--- Esercizi e compiti ---
A. Rispondi in base all'estratto del testo:
(i) Dove ha conosciuto Francesco Bianconi chi risponde alle domande?
(ii) Quale tema affronta la canzone "Parte di me"?
(iii) Di che cosa racconta la canzone "Alessandro"?
B. Cita dall'estratto del testo il passo che va da "Beh, lui ormai" fino a "da una vita." compreso.

--- Estratto del testo ---
<<<<

Beh, lui ormai può essere considerato uno di famiglia. L'anno scorso ho fatto questa follia di produrre un album di un sessantenne esordiente, nel periodo in cui le case discografiche cercano i trapper tredicenni. E la nostra collaborazione è continuata anche per questo disco.
Poi c'è Francesco Bianconi con il quale duetti in "Che ne sarà di noi".
Sui duetti sono sempre diffidente. In genere sento puzza di manager che si sono messi d’accordo tra di loro, per farne uno per quanto mi riguarda dev’esserci proprio un motivo. Francesco Bianconi l’ho conosciuto a Musicultura, abbiamo fraternizzato e abbiamo anche cantato una canzone insieme e ho avuto modo di capire che le nostre voci insieme stavano bene. Lui è un personaggio interessante perché è un ragazzo di provincia che però ha cantato molto Milano e la racconta meglio di gente che ci vive da una vita.
Tra le canzoni più personali dell'album c'è "Parte di me".
E' un brano che affronta l'elaborazione dell'assenza. Io sono figlio e nipote unico. Ricordo bene una serie di Natali in cui ero il più giovane a tavola, mentre adesso sono spesso il più vecchio della tavolata. Questo significa che tutti quelli della tavolata numero uno non ci sono più. E sono persone che sento più vicine adesso di quando erano vive. Le telefonate di mia madre mentre ero in tournée le vivevo un po’ come una tassa da pagare, mentre ora mi scopro a chiedermi cosa direbbe lei di quella canzone o di quell’altra. D'altro canto rendersi conto del valore di una cosa solo quando lo hai perso è nella natura umana.
"Alessandro" è invece uno spaccato di vita vissuta che racconta di un'amicizia speciale.

>>>>

--- Estratto dei dati ---

<<<<

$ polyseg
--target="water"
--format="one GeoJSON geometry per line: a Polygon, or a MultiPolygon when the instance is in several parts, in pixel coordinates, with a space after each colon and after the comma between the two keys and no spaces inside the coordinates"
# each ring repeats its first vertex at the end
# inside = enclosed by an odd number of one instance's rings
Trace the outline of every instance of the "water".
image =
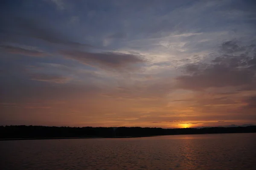
{"type": "Polygon", "coordinates": [[[1,170],[256,170],[256,133],[0,141],[1,170]]]}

>>>>

--- Le tue risposte ---
A.
(i) A Musicultura.
(ii) L'elaborazione dell'assenza.
(iii) Di un'amicizia speciale.

B.
Beh, lui ormai può essere considerato uno di famiglia. L'anno scorso ho fatto questa follia di produrre un album di un sessantenne esordiente, nel periodo in cui le case discografiche cercano i trapper tredicenni. E la nostra collaborazione è continuata anche per questo disco.
Poi c'è Francesco Bianconi con il quale duetti in "Che ne sarà di noi".
Sui duetti sono sempre diffidente. In genere sento puzza di manager che si sono messi d’accordo tra di loro, per farne uno per quanto mi riguarda dev’esserci proprio un motivo. Francesco Bianconi l’ho conosciuto a Musicultura, abbiamo fraternizzato e abbiamo anche cantato una canzone insieme e ho avuto modo di capire che le nostre voci insieme stavano bene. Lui è un personaggio interessante perché è un ragazzo di provincia che però ha cantato molto Milano e la racconta meglio di gente che ci vive da una vita.